> [Objective]
Put the data from the line containing "Pin the boat wake" through the end of the data, both ends included, into a Markdown table with the columns Row and Data line, numbering each line and leaving out blank lines.

Data from a point labeling set
__________

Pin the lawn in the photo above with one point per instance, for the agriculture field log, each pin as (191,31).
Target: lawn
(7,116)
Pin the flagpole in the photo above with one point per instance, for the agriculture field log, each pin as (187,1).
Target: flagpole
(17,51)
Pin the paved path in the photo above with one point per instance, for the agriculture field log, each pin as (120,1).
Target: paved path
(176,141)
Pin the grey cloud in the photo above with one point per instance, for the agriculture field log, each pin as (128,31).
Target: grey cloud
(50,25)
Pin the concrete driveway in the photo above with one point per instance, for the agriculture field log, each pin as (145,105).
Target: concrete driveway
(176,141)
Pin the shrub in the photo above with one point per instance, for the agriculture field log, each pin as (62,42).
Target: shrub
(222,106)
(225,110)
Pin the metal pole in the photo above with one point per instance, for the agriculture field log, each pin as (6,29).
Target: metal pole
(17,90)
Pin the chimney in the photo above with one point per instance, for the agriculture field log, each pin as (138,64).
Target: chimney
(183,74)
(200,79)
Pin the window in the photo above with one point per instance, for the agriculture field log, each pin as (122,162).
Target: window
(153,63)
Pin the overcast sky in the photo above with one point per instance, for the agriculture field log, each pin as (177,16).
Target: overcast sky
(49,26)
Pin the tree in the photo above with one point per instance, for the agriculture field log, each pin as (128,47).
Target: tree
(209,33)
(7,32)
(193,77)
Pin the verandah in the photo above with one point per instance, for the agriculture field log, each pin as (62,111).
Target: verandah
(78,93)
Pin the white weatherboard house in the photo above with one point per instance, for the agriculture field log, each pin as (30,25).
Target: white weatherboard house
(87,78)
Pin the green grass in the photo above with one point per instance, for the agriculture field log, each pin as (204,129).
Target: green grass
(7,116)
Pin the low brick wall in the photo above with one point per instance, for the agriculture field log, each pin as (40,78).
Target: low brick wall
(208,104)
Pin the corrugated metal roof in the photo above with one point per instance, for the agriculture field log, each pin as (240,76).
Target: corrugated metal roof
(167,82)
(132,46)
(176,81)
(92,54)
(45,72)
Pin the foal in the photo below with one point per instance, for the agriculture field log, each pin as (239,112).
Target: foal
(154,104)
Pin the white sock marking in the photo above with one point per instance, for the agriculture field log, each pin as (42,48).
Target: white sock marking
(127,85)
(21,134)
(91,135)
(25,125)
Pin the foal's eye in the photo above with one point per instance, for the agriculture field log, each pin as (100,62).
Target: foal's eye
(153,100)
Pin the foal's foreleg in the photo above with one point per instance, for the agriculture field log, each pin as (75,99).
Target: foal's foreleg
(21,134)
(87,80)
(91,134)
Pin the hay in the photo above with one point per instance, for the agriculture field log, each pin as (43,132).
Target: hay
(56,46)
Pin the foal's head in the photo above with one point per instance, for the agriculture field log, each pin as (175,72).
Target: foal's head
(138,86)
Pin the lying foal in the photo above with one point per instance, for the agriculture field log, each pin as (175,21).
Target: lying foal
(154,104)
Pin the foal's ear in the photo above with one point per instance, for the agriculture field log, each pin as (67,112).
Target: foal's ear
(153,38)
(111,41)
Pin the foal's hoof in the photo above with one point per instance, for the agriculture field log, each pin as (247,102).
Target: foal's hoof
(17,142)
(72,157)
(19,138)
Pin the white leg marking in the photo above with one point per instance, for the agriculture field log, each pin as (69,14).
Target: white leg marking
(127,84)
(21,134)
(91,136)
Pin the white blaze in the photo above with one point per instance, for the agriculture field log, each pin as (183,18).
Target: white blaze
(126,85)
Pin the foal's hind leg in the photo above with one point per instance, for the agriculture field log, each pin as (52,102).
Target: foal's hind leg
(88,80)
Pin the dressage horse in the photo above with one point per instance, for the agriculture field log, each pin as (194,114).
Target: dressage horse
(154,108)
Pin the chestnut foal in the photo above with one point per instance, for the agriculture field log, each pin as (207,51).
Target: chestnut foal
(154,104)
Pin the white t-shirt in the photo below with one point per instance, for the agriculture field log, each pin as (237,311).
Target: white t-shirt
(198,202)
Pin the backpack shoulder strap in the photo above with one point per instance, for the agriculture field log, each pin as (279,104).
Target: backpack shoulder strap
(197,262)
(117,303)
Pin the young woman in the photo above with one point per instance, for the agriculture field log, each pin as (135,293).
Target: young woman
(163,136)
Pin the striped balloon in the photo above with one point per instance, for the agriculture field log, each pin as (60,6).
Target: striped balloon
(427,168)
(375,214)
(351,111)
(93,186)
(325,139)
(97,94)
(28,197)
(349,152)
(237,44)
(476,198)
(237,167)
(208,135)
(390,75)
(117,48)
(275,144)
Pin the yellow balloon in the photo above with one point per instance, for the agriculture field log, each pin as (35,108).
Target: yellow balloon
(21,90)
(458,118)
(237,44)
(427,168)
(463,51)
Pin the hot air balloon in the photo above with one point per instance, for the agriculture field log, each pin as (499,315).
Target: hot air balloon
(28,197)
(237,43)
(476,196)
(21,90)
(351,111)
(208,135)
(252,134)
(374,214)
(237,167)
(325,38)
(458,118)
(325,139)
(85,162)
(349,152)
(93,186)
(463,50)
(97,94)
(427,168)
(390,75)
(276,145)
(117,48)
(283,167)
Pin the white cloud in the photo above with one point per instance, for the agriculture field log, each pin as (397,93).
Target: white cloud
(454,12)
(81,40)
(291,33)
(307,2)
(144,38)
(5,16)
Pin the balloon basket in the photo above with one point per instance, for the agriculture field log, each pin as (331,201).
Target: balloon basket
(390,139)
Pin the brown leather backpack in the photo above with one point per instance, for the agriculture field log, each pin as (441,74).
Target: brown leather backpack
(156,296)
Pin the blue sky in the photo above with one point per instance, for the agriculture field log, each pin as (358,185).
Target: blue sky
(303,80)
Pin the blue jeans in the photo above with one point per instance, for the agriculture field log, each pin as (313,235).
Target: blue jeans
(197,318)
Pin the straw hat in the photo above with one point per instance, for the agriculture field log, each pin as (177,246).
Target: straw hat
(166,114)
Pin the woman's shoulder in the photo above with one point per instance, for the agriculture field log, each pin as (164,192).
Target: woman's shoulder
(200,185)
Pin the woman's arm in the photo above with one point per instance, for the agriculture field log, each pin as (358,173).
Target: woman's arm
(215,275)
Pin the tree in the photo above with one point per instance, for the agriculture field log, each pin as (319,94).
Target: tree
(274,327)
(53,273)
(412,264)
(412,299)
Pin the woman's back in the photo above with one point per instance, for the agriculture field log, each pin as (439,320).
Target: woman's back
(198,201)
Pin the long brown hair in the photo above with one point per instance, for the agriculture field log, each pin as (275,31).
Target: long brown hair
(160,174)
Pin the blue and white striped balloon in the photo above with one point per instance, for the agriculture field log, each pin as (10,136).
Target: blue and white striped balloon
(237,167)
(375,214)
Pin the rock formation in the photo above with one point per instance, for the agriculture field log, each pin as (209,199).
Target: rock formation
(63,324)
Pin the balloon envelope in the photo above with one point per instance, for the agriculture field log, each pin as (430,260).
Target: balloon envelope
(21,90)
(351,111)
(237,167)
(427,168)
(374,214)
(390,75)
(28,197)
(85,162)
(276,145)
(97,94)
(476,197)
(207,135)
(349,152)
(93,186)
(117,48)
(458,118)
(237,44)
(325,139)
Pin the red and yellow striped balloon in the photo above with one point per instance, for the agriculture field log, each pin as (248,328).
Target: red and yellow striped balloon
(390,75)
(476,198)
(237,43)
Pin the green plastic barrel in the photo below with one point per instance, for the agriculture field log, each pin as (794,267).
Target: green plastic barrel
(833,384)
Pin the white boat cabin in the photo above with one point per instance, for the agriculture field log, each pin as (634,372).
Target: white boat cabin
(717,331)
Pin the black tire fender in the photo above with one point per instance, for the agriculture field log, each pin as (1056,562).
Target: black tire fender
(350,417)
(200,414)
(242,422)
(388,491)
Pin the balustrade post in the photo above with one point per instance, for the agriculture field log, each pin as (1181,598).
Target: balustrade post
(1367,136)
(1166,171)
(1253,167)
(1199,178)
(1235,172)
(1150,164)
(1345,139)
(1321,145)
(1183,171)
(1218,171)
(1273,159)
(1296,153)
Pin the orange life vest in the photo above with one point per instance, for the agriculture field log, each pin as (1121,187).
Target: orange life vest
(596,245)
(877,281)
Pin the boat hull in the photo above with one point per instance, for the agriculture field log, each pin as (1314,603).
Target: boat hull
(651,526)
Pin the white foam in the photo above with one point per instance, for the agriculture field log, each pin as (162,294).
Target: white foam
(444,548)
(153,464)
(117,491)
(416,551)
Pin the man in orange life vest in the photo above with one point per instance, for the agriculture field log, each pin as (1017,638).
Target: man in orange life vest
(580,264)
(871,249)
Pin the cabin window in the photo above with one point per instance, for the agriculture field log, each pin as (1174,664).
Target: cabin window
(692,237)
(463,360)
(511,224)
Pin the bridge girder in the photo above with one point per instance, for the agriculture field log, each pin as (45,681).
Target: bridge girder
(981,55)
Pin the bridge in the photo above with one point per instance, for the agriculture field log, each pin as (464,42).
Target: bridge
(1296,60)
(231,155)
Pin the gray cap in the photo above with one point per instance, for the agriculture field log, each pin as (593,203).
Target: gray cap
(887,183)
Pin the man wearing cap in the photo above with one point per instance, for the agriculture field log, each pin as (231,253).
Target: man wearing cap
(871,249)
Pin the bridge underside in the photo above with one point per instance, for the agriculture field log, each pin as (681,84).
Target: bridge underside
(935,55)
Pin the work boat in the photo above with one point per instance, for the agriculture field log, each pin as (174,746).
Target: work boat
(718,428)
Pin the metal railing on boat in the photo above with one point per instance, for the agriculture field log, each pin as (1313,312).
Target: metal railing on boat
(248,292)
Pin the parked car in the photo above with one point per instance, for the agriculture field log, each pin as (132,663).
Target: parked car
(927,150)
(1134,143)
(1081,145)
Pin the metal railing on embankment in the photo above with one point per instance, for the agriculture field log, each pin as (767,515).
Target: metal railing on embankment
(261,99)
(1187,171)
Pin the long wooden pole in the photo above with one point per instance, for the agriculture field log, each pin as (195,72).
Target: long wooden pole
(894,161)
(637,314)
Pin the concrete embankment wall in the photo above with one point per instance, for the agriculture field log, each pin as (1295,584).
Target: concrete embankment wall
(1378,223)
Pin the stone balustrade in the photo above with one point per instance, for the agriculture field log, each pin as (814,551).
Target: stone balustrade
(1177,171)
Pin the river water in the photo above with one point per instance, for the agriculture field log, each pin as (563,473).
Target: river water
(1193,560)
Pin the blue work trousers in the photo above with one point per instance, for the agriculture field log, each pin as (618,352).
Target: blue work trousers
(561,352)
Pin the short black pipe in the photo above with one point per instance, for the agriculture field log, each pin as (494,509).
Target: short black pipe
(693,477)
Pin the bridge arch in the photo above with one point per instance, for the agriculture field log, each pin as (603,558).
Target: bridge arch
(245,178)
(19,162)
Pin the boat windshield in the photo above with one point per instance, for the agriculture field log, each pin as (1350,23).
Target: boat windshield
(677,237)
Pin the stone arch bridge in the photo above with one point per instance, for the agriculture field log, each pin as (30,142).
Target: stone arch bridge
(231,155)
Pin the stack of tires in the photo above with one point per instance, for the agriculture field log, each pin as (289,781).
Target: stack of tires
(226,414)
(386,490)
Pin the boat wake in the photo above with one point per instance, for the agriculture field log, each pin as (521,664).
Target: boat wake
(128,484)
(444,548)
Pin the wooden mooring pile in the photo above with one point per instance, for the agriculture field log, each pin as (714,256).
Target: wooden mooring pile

__________

> [Exercise output]
| Row | Data line |
|---|---|
| 1 | Pin the boat wake in the photo above with one point per instance, for the agriculture field log, each pin as (521,664). |
| 2 | Target: boat wake |
| 3 | (128,484) |
| 4 | (444,548) |
| 5 | Pin the wooden mooring pile in the photo above with one point per instance, for the agriculture field log, each pin as (714,256). |
| 6 | Target: wooden mooring pile |